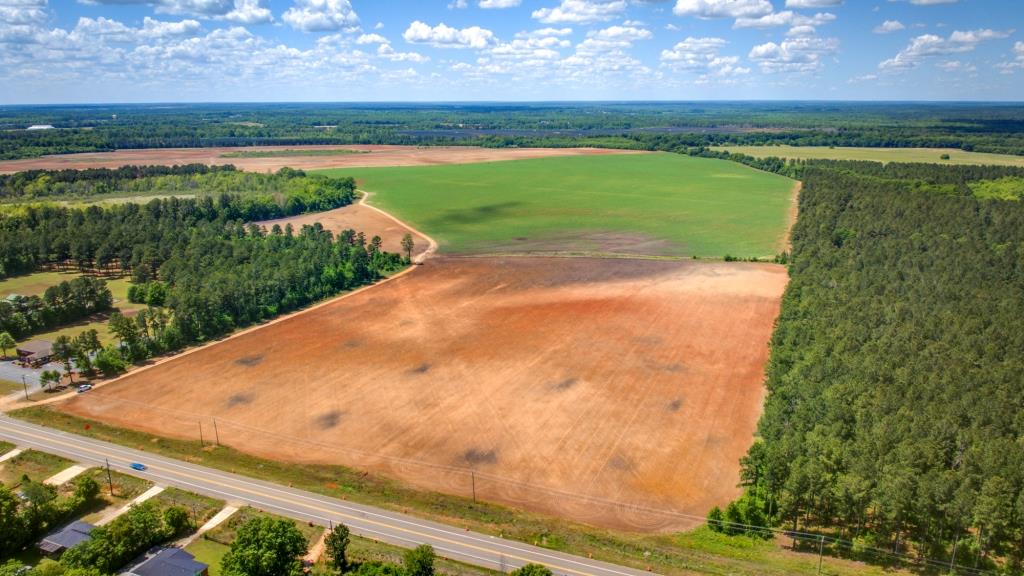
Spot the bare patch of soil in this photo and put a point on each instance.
(607, 392)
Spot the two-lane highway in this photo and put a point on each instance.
(455, 543)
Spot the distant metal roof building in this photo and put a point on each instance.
(65, 538)
(169, 562)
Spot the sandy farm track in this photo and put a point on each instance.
(360, 218)
(373, 156)
(564, 383)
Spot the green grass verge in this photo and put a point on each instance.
(653, 205)
(209, 552)
(126, 488)
(7, 386)
(288, 153)
(666, 553)
(37, 465)
(201, 508)
(927, 155)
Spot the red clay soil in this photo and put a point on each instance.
(373, 156)
(360, 218)
(608, 392)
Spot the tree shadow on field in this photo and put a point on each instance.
(473, 215)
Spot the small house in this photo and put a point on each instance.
(35, 353)
(54, 544)
(168, 562)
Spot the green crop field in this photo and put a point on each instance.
(653, 205)
(927, 155)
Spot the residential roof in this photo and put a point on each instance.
(36, 347)
(67, 537)
(169, 562)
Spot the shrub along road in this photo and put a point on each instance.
(454, 543)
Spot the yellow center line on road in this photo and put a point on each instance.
(294, 502)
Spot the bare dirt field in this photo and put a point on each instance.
(372, 156)
(602, 391)
(360, 218)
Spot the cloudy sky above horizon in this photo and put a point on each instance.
(366, 50)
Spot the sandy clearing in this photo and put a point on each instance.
(601, 391)
(373, 156)
(365, 218)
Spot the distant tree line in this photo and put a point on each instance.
(202, 270)
(296, 187)
(994, 127)
(896, 404)
(69, 301)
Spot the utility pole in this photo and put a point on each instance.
(821, 548)
(110, 481)
(952, 560)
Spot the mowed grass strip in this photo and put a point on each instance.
(886, 155)
(37, 465)
(37, 283)
(700, 551)
(651, 205)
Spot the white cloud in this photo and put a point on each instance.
(795, 54)
(241, 11)
(500, 3)
(929, 45)
(322, 15)
(442, 36)
(889, 27)
(812, 3)
(786, 17)
(545, 32)
(723, 8)
(371, 39)
(622, 34)
(581, 11)
(387, 52)
(1017, 64)
(249, 11)
(701, 55)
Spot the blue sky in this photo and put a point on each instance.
(365, 50)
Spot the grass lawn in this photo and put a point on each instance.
(36, 284)
(38, 466)
(288, 153)
(653, 205)
(665, 553)
(928, 155)
(209, 552)
(7, 386)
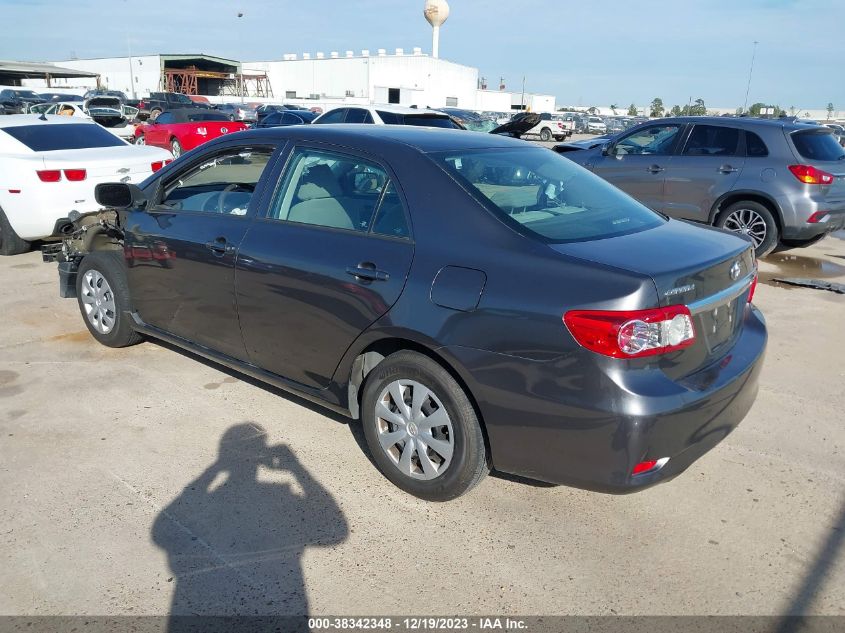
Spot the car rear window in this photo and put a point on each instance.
(48, 138)
(540, 192)
(819, 144)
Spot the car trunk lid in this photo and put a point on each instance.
(705, 269)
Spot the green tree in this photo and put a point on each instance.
(657, 109)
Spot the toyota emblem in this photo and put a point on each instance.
(736, 269)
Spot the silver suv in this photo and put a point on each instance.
(778, 181)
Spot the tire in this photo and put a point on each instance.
(754, 220)
(10, 243)
(103, 297)
(455, 457)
■ ■ ■
Given exercise:
Rewrite every line of the material above with "photo" switched to "image" and nothing else changed. Leave out the pictures.

Expected answer:
Spot the bare patch of soil in this image and put a point on each instance.
(607, 392)
Spot the two-lane highway in this image and put a point on each instance.
(455, 543)
Spot the distant metal roof building in this image and put a point on each instance.
(65, 538)
(169, 562)
Spot the sandy farm track in this image and put a point on each instance.
(360, 218)
(373, 156)
(564, 383)
Spot the green grass verge in this image and put a point on each instance.
(653, 205)
(209, 552)
(126, 488)
(7, 386)
(288, 153)
(666, 553)
(37, 465)
(201, 508)
(927, 155)
Spot the red clay soil in this image and put a point on each instance.
(373, 156)
(360, 218)
(608, 392)
Spot the tree shadow on field in this image and put a point on each instance.
(473, 215)
Spot the small house in this image and put a point on each instance.
(35, 353)
(54, 544)
(168, 562)
Spot the green crop field in this image and put a point on each instance.
(653, 205)
(927, 155)
Spot the residential roof in this image and put a point on each instance.
(36, 347)
(67, 537)
(169, 562)
Spot the shrub along road in this image and put a point on each instance.
(454, 543)
Spot the yellow center line on road in this image and put a point on each instance.
(294, 502)
Spot the bare dirt field in this image and put a point on each instance.
(372, 156)
(602, 391)
(360, 218)
Spot the cloudy sky above horizon in this image and put a point on each instance.
(366, 50)
Spot the sandy clearing in this image and put a point on each instance.
(601, 391)
(373, 156)
(365, 218)
Spot the distant tree line in this image and put a point on each instance.
(202, 270)
(296, 187)
(994, 127)
(896, 404)
(69, 301)
Spot the utility pole in this image and put a point on each instance.
(821, 548)
(110, 481)
(952, 560)
Spot the mowed grass strip in this image and put a point on each instance.
(886, 155)
(37, 465)
(37, 283)
(700, 551)
(651, 205)
Spot the white cloud in this image and put a point on each instance.
(795, 54)
(241, 11)
(500, 3)
(929, 45)
(322, 15)
(442, 36)
(889, 27)
(812, 3)
(786, 17)
(545, 32)
(723, 8)
(371, 39)
(622, 34)
(581, 11)
(387, 52)
(1017, 64)
(249, 11)
(701, 55)
Spot the blue sky in this image and put a point on each instance.
(365, 50)
Spot the grass lawn in this image and put a point on each instance.
(36, 284)
(38, 466)
(288, 153)
(653, 205)
(665, 553)
(928, 155)
(209, 552)
(7, 386)
Spot the car rear window in this image and put a point on each instance.
(48, 138)
(540, 192)
(819, 144)
Spot the car trunk lid in this image and put a point on each instance.
(705, 269)
Spot the green tree in this image and put a point on each instance.
(657, 109)
Spot the toyota emblem in this image and put a point on each instance.
(736, 269)
Spot the silver suv in this image and put a point on each instance.
(778, 181)
Spot the tire in this image and put a point on each instance.
(754, 220)
(10, 243)
(103, 297)
(455, 457)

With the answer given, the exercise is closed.